→ **What the task asks**: Your output must consist solely of the lines from the one containing "Where can you see the player's ear" through the end of the records, reproduced exactly.

→ **Data to use**:
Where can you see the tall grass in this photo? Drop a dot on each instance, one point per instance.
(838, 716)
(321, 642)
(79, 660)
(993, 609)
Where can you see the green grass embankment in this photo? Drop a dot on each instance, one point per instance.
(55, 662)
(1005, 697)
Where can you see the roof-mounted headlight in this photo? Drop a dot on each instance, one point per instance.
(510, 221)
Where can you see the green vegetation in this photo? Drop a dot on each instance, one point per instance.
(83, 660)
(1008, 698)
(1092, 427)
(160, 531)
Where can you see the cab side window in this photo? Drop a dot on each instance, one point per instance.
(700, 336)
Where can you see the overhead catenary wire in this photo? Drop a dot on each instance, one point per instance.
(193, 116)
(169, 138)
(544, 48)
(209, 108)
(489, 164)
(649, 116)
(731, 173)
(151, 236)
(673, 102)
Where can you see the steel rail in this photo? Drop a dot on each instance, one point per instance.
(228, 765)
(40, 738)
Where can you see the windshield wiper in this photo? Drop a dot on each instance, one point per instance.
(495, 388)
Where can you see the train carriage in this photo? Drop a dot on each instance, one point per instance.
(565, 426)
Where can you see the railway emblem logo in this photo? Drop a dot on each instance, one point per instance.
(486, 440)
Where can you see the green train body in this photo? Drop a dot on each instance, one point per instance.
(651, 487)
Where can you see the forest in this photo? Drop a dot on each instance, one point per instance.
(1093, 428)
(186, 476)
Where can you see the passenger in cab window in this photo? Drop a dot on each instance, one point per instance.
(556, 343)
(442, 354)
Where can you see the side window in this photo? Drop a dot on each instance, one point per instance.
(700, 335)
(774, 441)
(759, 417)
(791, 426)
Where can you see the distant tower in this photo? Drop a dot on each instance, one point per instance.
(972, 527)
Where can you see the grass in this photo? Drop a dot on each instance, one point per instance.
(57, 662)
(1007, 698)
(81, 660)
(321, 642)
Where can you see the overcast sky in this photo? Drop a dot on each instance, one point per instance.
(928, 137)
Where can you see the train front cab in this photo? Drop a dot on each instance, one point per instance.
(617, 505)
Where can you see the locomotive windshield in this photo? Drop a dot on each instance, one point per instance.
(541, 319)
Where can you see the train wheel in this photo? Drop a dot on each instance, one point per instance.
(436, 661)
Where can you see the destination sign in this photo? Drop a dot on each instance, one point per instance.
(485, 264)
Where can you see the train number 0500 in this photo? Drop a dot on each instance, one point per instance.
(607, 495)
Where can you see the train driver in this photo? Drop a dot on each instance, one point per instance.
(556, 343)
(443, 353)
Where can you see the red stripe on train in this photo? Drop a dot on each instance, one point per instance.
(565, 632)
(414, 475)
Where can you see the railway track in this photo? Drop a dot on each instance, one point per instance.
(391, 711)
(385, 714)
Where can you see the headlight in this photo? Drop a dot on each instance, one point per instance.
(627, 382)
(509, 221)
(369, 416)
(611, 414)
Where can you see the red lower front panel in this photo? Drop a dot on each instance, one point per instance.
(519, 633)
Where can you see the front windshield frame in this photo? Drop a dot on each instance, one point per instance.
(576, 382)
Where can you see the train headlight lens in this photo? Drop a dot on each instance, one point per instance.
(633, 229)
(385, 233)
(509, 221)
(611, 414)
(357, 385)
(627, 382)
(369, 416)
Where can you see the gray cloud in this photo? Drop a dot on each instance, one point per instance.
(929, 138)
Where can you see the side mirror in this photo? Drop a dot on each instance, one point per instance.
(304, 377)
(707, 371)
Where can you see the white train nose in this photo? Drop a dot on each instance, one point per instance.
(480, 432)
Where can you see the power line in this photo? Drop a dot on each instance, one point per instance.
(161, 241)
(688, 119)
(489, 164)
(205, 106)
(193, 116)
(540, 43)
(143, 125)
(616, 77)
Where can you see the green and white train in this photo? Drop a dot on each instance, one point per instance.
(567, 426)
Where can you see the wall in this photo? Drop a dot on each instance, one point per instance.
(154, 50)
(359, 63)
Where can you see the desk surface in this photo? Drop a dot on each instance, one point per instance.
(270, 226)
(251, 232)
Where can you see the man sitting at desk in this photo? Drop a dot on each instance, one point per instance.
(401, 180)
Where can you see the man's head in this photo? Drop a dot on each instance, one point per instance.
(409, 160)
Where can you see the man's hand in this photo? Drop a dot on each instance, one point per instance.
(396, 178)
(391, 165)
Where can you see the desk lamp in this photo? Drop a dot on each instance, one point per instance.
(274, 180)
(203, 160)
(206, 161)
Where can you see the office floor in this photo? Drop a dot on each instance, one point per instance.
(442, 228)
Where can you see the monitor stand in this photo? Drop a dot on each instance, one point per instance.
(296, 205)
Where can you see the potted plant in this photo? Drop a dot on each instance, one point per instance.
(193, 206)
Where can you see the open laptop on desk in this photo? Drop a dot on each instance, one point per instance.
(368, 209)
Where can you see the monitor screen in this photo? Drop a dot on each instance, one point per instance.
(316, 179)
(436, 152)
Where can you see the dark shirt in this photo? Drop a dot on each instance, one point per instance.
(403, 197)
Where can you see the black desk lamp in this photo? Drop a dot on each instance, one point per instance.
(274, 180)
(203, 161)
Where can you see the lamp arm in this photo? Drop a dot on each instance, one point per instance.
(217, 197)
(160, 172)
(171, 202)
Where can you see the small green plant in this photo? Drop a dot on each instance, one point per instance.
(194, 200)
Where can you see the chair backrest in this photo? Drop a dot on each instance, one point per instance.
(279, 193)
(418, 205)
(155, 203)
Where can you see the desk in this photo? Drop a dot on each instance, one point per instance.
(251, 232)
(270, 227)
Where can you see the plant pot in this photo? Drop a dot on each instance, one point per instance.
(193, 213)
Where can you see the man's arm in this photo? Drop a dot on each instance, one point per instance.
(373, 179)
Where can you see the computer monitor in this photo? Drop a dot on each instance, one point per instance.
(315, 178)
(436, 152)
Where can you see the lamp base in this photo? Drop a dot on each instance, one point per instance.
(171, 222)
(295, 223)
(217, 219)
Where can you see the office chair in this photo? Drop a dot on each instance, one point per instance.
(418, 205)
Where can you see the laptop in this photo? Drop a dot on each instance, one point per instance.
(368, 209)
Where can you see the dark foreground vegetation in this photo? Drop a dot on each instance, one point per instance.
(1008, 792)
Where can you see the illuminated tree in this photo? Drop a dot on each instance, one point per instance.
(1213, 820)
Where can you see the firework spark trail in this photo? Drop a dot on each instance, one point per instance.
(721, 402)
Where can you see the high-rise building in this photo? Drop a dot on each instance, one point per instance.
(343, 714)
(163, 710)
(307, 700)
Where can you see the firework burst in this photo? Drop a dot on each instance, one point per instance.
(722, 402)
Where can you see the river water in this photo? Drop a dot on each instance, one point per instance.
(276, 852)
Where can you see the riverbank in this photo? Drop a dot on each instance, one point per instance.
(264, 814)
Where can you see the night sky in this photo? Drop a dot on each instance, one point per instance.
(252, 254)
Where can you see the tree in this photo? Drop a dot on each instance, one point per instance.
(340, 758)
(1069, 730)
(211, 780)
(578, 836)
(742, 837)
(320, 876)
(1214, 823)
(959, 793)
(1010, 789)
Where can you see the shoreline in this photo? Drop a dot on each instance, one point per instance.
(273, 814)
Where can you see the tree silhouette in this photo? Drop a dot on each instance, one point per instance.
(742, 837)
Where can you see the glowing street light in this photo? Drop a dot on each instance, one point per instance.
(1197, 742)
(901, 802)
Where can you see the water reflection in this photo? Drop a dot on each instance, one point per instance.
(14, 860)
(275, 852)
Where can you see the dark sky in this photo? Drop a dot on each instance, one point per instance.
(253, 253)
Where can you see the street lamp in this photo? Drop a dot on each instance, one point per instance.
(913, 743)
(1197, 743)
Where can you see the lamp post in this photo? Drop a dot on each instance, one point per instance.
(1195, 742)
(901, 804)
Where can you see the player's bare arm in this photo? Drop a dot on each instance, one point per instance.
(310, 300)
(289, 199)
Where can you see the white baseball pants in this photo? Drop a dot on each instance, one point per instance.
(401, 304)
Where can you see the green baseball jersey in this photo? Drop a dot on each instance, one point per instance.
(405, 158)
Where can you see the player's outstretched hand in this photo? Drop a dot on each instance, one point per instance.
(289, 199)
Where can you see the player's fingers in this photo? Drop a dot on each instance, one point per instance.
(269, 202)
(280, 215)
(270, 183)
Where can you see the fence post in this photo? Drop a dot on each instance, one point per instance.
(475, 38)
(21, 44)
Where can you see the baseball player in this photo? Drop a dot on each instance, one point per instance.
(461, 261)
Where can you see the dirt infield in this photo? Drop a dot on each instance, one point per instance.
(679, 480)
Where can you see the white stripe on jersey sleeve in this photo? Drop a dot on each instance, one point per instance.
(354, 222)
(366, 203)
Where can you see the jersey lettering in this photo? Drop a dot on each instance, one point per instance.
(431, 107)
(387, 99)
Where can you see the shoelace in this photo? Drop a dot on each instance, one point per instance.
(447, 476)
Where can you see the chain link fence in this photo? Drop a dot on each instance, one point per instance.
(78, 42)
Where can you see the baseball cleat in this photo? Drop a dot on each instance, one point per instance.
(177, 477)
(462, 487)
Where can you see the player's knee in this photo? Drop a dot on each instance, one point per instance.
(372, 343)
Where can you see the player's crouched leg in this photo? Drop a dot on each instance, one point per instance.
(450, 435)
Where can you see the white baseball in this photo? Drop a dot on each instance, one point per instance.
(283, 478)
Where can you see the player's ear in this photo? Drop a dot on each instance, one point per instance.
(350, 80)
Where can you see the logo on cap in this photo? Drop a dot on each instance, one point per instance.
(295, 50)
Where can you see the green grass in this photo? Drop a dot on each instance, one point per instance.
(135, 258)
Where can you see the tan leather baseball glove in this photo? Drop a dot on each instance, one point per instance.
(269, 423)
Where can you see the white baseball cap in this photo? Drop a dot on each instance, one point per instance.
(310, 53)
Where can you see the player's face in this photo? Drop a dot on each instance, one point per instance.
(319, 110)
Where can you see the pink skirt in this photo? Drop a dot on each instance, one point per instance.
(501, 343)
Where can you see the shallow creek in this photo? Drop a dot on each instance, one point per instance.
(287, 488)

→ **Result of the task**:
Where can you see the player's ear in this photo? Drop a dot on each instance, one point per instance.
(350, 80)
Where can you see the logo on cap in this photo? Drop a dot on each instance, one point per instance.
(295, 50)
Where can you see the green grass in this photo? Drop a dot on each instance, one point per instance.
(135, 258)
Where can you see the tan leather baseball glove in this photo? Drop a dot on each instance, one point per instance.
(269, 423)
Where can you see the white baseball cap in this photo? Drop a dot on each instance, one point per instance.
(310, 53)
Where can you see the player's face in this photo? Drop a dot on each instance, one point per instance.
(319, 110)
Where can you see the pink skirt in this photo? Drop a dot on each instance, one point per instance.
(501, 343)
Where can you see the shallow creek in this photo? Drop a dot on each instance, one point per instance.
(287, 488)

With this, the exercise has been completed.